_Serie de ejercicios_
1 - Por favor, devuelve sin cambios el fragmento del texto que va desde "Mientras tanto, diversas" hasta "sobre mis hombros.", ambos incluidos.
2 - Según el texto, ¿qué se sacrificó para alcanzar la meta mencionada?

_Texto de lectura_
####################
Tras los desesperantes primeros pasos en la tarea digna de Sísifo que últimamente consume mi tiempo, parece que el resultado inicia el lento proceso de convergencia hacia una meta conseguida. Y ya era hora, después de tantos intentos que sólo conducían a pifostios absurdos de los que la única manera de salir era borrarlo todo y comenzar de nuevo.
Eso si, que dicha meta sea la menor de las que debo conseguir en el ridículo lapso de tiempo del que dispongo para ellas y que alcanzar ese punto haya supuesto el sacrificio de mis navidades lo convierten en una victoria pírrica (y, mientras escribo, aún inconclusa...todavía puede ocurrir lo peor).
Mientras tanto, diversas subtramas argumentales avanzan sin que les preste demasiada atención, sorprendiéndome con sus respectivos climax en los momentos menos adecuados. Algunas para ofrecerme briznas de esperanza, otras para añadir más cargas sobre mis hombros.
Aumento dos grados el ángulo de ataque y realizo una nueva iteración. A ver qué pasa.
Lo peor de la ausencia de finalidad de la que adolece mi vida (o mejor dicho, de que dicha carencia, que bien podría ser generalista en la experiencia humana, suponga un foco de obsesión para mi particular carácter) no es tanto el proceso de hundimiento anímico que ocasiona como la cualidad cíclica del mismo.
No voy a detenerme a detallar ese proceso, pues ya me he explayado en sus efectos y formas en demasiadas ocasiones, y aunque siga siendo tremendamente complejo hacer comprender el bloqueo y colapso de una mente a quién no ha pasado por ello, en esta ocasión mis divagaciones personales me llevan por los derroteros de lo temporal.
Hablaba de una cualidad cíclica, y es que frente a esa repentina situación de desequilibrio anímico, uno recurre a todo tipo de estrategias, ideas fuertes, apoyos espirituales e intelectuales varios y (por qué llamarlos de otra manera) autoengaños para reconstituirse, sobreponerse y seguir adelante. Refuerza y reconstruye el armazón de la propia estructura psicoemocional después del paso de esa bola de demolición que es la decepción. Y a partir de ahí, a continuar hacia delante.
####################
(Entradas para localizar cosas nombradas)
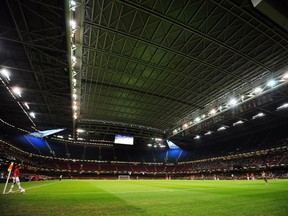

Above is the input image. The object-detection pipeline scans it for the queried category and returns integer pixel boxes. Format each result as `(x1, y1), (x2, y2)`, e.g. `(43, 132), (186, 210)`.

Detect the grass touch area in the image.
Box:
(0, 180), (288, 216)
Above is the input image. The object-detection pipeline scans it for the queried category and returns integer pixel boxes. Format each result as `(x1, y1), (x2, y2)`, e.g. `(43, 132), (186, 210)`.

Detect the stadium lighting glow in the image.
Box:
(277, 103), (288, 111)
(218, 126), (226, 131)
(267, 79), (276, 88)
(229, 98), (237, 107)
(252, 113), (265, 119)
(70, 0), (76, 11)
(282, 72), (288, 80)
(154, 138), (162, 141)
(70, 20), (76, 29)
(71, 56), (77, 63)
(233, 120), (244, 126)
(1, 69), (10, 81)
(253, 87), (263, 94)
(204, 131), (212, 136)
(76, 128), (85, 133)
(209, 109), (216, 115)
(12, 87), (21, 97)
(182, 124), (188, 128)
(24, 102), (30, 109)
(29, 112), (36, 118)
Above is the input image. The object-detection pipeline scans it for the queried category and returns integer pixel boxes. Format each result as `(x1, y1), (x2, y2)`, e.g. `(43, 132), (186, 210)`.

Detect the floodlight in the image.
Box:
(71, 56), (77, 63)
(282, 72), (288, 80)
(12, 87), (21, 97)
(267, 79), (276, 88)
(277, 103), (288, 111)
(70, 20), (76, 29)
(24, 102), (30, 109)
(76, 128), (85, 133)
(209, 109), (216, 115)
(73, 113), (77, 119)
(1, 69), (10, 81)
(229, 98), (237, 107)
(29, 112), (36, 118)
(218, 126), (226, 131)
(233, 120), (244, 126)
(253, 87), (263, 94)
(252, 113), (265, 119)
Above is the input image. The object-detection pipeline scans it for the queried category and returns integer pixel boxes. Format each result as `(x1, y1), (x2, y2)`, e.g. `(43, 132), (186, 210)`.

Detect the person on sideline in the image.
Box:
(8, 165), (25, 193)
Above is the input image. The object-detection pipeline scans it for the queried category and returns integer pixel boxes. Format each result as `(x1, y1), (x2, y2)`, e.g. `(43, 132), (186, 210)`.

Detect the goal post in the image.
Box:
(118, 175), (130, 180)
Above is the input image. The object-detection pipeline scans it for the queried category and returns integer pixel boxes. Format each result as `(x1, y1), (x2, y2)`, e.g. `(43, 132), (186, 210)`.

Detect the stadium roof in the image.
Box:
(0, 0), (288, 146)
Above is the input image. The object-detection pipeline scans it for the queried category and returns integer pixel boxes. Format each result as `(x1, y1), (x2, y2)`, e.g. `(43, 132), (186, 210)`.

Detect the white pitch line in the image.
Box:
(28, 190), (175, 194)
(25, 182), (58, 190)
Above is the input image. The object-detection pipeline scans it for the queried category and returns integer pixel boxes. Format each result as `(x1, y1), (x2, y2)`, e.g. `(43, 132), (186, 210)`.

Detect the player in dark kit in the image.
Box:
(262, 171), (268, 184)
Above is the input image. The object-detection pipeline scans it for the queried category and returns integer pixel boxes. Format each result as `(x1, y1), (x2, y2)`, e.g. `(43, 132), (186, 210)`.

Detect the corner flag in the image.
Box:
(3, 162), (14, 194)
(8, 162), (14, 172)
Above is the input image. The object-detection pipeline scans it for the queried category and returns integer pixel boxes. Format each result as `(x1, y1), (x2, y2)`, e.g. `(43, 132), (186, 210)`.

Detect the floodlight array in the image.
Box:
(0, 68), (36, 127)
(68, 0), (80, 122)
(172, 72), (288, 137)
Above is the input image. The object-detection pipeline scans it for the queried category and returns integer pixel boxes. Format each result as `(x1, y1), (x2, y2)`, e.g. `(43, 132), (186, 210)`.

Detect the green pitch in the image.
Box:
(0, 180), (288, 216)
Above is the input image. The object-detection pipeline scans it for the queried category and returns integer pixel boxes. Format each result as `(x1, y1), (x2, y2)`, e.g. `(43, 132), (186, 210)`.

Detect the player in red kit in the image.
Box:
(9, 165), (25, 193)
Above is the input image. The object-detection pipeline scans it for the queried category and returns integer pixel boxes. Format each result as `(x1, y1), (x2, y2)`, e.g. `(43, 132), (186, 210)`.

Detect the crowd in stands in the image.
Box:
(0, 137), (288, 180)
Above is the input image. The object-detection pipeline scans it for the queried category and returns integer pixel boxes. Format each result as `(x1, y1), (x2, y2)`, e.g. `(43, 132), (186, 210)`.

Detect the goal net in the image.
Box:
(118, 175), (130, 180)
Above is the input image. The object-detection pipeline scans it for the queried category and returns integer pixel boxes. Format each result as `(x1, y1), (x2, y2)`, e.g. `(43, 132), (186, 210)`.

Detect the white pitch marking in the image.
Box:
(25, 182), (58, 190)
(29, 190), (175, 194)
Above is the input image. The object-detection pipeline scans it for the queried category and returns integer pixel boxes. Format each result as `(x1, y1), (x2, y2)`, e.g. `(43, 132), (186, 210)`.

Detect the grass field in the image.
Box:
(0, 180), (288, 216)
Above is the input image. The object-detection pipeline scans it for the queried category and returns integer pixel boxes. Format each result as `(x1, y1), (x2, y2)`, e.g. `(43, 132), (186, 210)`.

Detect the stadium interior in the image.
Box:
(0, 0), (288, 182)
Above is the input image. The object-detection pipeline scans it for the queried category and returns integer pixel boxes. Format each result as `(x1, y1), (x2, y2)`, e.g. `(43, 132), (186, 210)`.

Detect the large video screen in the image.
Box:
(114, 134), (134, 145)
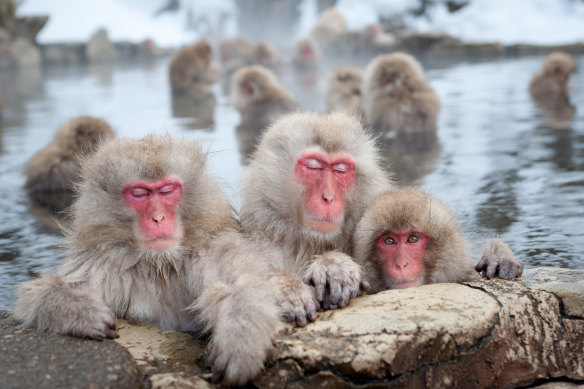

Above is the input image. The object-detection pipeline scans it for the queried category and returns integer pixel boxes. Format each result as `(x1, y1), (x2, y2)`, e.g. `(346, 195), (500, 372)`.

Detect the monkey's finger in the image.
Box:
(329, 279), (343, 305)
(475, 257), (487, 273)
####################
_Respuestas desarrolladas_
1 -
Mientras tanto, diversas subtramas argumentales avanzan sin que les preste demasiada atención, sorprendiéndome con sus respectivos climax en los momentos menos adecuados. Algunas para ofrecerme briznas de esperanza, otras para añadir más cargas sobre mis hombros.

2 - Las navidades de quien escribe.